» Written problem
Lay out the listing below as a two-column CSV with the header instruction,points. Give one row for each text and the answer that follows it, with each field quoted and its line breaks turned into spaces.

» Dataset entries
Start
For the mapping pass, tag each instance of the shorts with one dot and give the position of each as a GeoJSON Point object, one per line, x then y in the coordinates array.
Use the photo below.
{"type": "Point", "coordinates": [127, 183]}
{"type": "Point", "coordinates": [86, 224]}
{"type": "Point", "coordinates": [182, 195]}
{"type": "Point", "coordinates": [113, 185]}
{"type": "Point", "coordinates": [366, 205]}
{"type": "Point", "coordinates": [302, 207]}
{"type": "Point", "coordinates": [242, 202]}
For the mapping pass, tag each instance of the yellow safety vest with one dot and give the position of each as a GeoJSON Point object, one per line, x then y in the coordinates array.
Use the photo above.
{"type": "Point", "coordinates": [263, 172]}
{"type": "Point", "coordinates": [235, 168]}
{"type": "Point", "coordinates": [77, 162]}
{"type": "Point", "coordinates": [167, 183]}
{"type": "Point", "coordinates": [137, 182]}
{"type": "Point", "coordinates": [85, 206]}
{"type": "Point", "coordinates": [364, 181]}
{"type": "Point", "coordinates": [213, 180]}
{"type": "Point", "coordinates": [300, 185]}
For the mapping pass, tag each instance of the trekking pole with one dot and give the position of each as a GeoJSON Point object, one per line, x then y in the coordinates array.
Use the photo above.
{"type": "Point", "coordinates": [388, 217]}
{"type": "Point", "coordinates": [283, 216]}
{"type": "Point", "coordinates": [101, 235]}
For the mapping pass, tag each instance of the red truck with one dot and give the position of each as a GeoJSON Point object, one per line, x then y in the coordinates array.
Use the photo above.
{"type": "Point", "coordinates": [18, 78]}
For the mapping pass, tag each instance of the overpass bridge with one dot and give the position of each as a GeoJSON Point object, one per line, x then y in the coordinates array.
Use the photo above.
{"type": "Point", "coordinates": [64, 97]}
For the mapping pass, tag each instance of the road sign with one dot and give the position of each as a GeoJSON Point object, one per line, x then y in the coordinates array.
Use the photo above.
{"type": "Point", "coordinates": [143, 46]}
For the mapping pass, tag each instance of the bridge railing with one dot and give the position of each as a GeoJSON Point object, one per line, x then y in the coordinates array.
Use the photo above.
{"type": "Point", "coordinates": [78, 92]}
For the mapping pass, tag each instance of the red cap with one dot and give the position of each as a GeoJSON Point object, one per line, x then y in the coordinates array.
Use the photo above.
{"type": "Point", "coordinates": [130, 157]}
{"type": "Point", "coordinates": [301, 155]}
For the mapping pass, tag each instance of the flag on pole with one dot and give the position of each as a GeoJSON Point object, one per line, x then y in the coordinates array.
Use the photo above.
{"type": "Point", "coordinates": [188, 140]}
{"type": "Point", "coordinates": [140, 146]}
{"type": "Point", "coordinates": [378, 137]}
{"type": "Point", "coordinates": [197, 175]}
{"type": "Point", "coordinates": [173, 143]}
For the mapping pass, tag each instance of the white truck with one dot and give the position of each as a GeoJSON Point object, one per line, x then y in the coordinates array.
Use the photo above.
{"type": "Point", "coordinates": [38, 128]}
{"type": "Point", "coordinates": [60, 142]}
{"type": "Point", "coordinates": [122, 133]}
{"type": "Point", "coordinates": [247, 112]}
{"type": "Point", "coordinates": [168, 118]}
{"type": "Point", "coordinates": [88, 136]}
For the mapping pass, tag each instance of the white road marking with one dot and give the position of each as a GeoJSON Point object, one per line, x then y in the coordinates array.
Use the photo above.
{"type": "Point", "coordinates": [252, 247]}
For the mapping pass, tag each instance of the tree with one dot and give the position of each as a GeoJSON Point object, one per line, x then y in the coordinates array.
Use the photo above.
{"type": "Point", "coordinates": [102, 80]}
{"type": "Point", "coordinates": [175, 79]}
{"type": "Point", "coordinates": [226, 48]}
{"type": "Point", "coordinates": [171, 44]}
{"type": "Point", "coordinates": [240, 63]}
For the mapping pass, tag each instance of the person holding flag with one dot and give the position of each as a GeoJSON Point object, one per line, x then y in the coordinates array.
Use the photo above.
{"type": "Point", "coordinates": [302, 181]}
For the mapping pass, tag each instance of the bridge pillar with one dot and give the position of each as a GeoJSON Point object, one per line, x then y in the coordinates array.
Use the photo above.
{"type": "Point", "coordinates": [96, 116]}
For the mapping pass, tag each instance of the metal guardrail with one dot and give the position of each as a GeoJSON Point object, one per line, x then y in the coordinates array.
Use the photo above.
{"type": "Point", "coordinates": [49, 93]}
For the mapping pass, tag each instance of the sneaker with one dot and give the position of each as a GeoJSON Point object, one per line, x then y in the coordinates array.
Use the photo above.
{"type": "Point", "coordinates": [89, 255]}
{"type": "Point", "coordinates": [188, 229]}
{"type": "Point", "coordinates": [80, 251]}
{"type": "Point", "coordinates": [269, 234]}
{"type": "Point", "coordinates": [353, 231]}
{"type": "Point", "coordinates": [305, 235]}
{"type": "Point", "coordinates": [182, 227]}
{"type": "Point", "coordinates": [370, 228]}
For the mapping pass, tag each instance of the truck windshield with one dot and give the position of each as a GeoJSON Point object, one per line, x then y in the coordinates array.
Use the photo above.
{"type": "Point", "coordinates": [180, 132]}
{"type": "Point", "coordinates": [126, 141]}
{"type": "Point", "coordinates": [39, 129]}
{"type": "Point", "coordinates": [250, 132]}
End
» Task answer
instruction,points
"For the mapping pass, tag each instance of the shorts with one dot and give the position of each as a GeoJSON Point object, one per line, x then y in the coordinates array. Use the photo below.","{""type"": ""Point"", ""coordinates"": [127, 183]} {""type"": ""Point"", ""coordinates"": [86, 224]} {""type"": ""Point"", ""coordinates"": [182, 195]} {""type"": ""Point"", ""coordinates"": [113, 185]} {""type"": ""Point"", ""coordinates"": [366, 205]} {""type"": ""Point"", ""coordinates"": [302, 207]} {""type"": ""Point"", ""coordinates"": [242, 202]}"
"For the mapping pass, tag each instance of the yellow safety vest with one dot and give the position of each as a GeoJSON Point object, one per line, x then y in the coordinates array. Use the photo above.","{""type"": ""Point"", ""coordinates"": [263, 172]} {""type"": ""Point"", ""coordinates"": [235, 168]} {""type"": ""Point"", ""coordinates"": [77, 162]} {""type"": ""Point"", ""coordinates"": [167, 183]} {""type"": ""Point"", ""coordinates"": [137, 182]} {""type"": ""Point"", ""coordinates"": [85, 206]} {""type"": ""Point"", ""coordinates"": [364, 181]} {""type"": ""Point"", ""coordinates"": [213, 180]} {""type"": ""Point"", ""coordinates"": [300, 185]}"
"For the mapping pass, tag each instance of the trekking pole with one dot and give the position of each as a GeoJSON Point object, one per line, x then y in the coordinates array. Use the photo above.","{""type"": ""Point"", ""coordinates"": [388, 217]} {""type"": ""Point"", ""coordinates"": [283, 216]} {""type"": ""Point"", ""coordinates"": [101, 235]}"
"For the mapping pass, tag each instance of the red truck with one dot and give the position of each as a GeoJSON Point object, one per line, x then y in the coordinates array. Use the photo above.","{""type"": ""Point"", ""coordinates"": [18, 78]}"
"For the mapping pass, tag each instance of the overpass bridge with one dot and give the position of each as a GeoJSON Point object, one per line, x then y in the coordinates array. Use the photo above.","{""type"": ""Point"", ""coordinates"": [64, 97]}"
"For the mapping pass, tag each instance of the road sign with one dot and give the position of each as a GeoJSON Point object, one per line, x then y in the coordinates array. Use the photo above.","{""type"": ""Point"", ""coordinates"": [143, 46]}"
"For the mapping pass, tag each instance of the bridge railing with one dot and give the position of each as a GeoJSON Point object, one per line, x then y in the coordinates array. Use the photo above.","{""type"": ""Point"", ""coordinates"": [78, 92]}"
"For the mapping pass, tag each instance of the red cap with one dot and give the position of each as a GeoJSON Point object, one per line, x then y in the coordinates array. Use the photo above.","{""type"": ""Point"", ""coordinates"": [130, 157]} {""type"": ""Point"", ""coordinates"": [301, 155]}"
"For the mapping pass, tag each instance of the flag on pole with one dot and give the position of each as a GeoJSON Point object, one per line, x then y in the coordinates array. Use the photo above.","{""type"": ""Point"", ""coordinates"": [188, 140]} {""type"": ""Point"", ""coordinates"": [140, 146]} {""type"": ""Point"", ""coordinates"": [378, 137]} {""type"": ""Point"", ""coordinates"": [197, 175]} {""type"": ""Point"", ""coordinates"": [173, 143]}"
"For the mapping pass, tag each instance of the white truck with one dot and give the position of each as a GeoJSON Point object, one per line, x then y in the coordinates array. Use the photo above.","{""type"": ""Point"", ""coordinates"": [38, 128]} {""type"": ""Point"", ""coordinates"": [60, 142]} {""type"": ""Point"", ""coordinates"": [122, 133]} {""type"": ""Point"", ""coordinates"": [247, 112]} {""type"": ""Point"", ""coordinates"": [168, 118]} {""type"": ""Point"", ""coordinates"": [88, 136]}"
"For the mapping pass, tag each instance of the white road marking with one dot and give the position of each as a GeoJSON Point object, one per line, x then y in the coordinates array. Use the photo above.","{""type"": ""Point"", ""coordinates"": [252, 247]}"
"For the mapping pass, tag each instance of the tree with one dot and give the position of each as a GeoJSON Point object, one per line, x then y in the coordinates array. Use the photo above.","{""type"": ""Point"", ""coordinates"": [102, 80]} {""type"": ""Point"", ""coordinates"": [175, 79]} {""type"": ""Point"", ""coordinates"": [226, 48]} {""type"": ""Point"", ""coordinates"": [171, 44]} {""type"": ""Point"", ""coordinates"": [240, 63]}"
"For the mapping pass, tag each instance of the person holding flag with one dot and give the position of each as a GeoJSON Point object, one per line, x then y in the coordinates array. Use the photo above.","{""type"": ""Point"", ""coordinates"": [302, 181]}"
"For the mapping pass, tag each instance of the bridge pillar with one dot and give the position of each as a GeoJSON Point object, one per line, x then y in the coordinates array. Use the photo above.","{""type"": ""Point"", ""coordinates"": [96, 116]}"
"For the mapping pass, tag each instance of the metal guardrail with one dot and give the position of each as a GeoJSON Point object, one per line, x then y in the coordinates array. Use the photo above.","{""type"": ""Point"", ""coordinates"": [49, 93]}"
"For the mapping pass, tag each instance of the sneaker with one dot and give the position of each as a GeoJSON Point object, one per line, x then y in the coordinates array. Use the photo above.","{""type"": ""Point"", ""coordinates"": [89, 255]} {""type"": ""Point"", ""coordinates"": [188, 229]} {""type"": ""Point"", ""coordinates"": [80, 251]} {""type"": ""Point"", ""coordinates"": [269, 234]} {""type"": ""Point"", ""coordinates"": [353, 231]} {""type"": ""Point"", ""coordinates"": [305, 235]} {""type"": ""Point"", ""coordinates"": [182, 227]} {""type"": ""Point"", ""coordinates"": [370, 228]}"
"For the mapping pass, tag each instance of the truck windshield with one dot and give the position of each as a GeoJSON Point object, one per line, x then y in the coordinates array. Use the photo above.","{""type"": ""Point"", ""coordinates"": [180, 132]} {""type"": ""Point"", ""coordinates"": [126, 141]} {""type"": ""Point"", ""coordinates"": [39, 129]} {""type"": ""Point"", ""coordinates"": [250, 132]}"